KURZE AUFGABE >> Gib bitte die Zeilen der Auflistung als Markdown-Tabelle mit den Spalten „Nummer“ und „Zeile“ aus: Beginne bei der Zeile mit „Task: study the photo below“ und höre nach der Zeile mit „(1173, 479)“ auf. Leerzeilen und Bilder lässt du dabei weg.

EINGABE ZUR AUFGABE >>
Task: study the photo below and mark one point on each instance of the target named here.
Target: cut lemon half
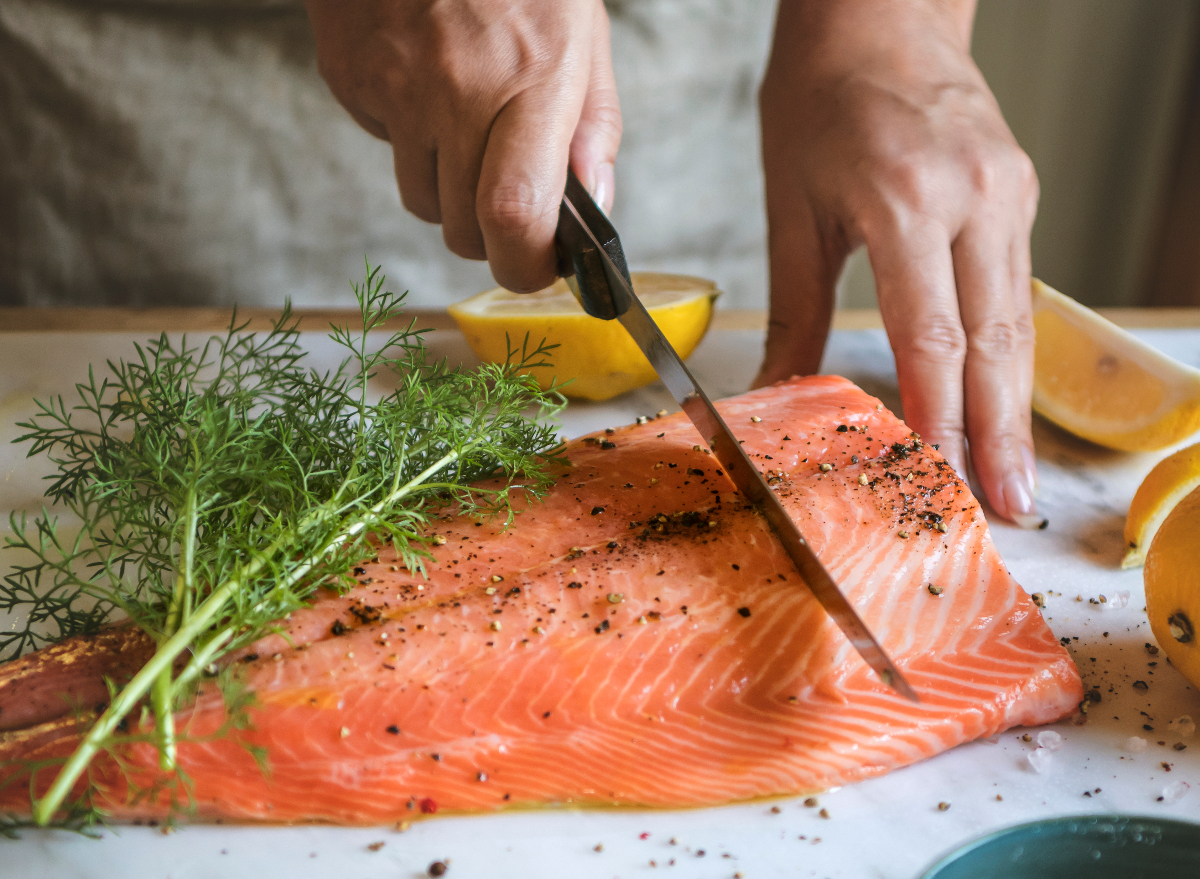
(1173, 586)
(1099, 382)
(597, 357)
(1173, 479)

...

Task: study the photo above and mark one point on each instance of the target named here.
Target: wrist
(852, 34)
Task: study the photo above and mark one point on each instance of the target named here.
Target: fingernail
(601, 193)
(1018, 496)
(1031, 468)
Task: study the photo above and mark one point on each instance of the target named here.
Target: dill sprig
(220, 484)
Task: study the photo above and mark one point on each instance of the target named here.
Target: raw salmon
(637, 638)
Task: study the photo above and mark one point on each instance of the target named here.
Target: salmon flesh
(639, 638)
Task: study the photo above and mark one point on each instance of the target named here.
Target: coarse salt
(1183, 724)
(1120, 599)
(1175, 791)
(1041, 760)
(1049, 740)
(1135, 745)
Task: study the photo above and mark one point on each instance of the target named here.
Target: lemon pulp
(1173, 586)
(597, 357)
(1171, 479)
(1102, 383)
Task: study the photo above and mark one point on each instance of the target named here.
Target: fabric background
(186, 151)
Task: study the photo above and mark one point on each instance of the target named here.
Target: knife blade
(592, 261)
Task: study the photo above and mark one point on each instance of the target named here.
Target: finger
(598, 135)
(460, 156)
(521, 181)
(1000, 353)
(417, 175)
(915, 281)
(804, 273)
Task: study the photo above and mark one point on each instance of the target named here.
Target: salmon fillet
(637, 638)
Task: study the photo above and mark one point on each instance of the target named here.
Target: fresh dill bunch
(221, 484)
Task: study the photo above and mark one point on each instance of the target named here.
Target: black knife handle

LÖSUNG DER AUFGABE >>
| Nummer | Zeile |
|---|---|
| 1 | Task: study the photo below and mark one point on each instance of the target named here. |
| 2 | Target: cut lemon half |
| 3 | (1173, 586) |
| 4 | (1099, 382) |
| 5 | (597, 357) |
| 6 | (1173, 479) |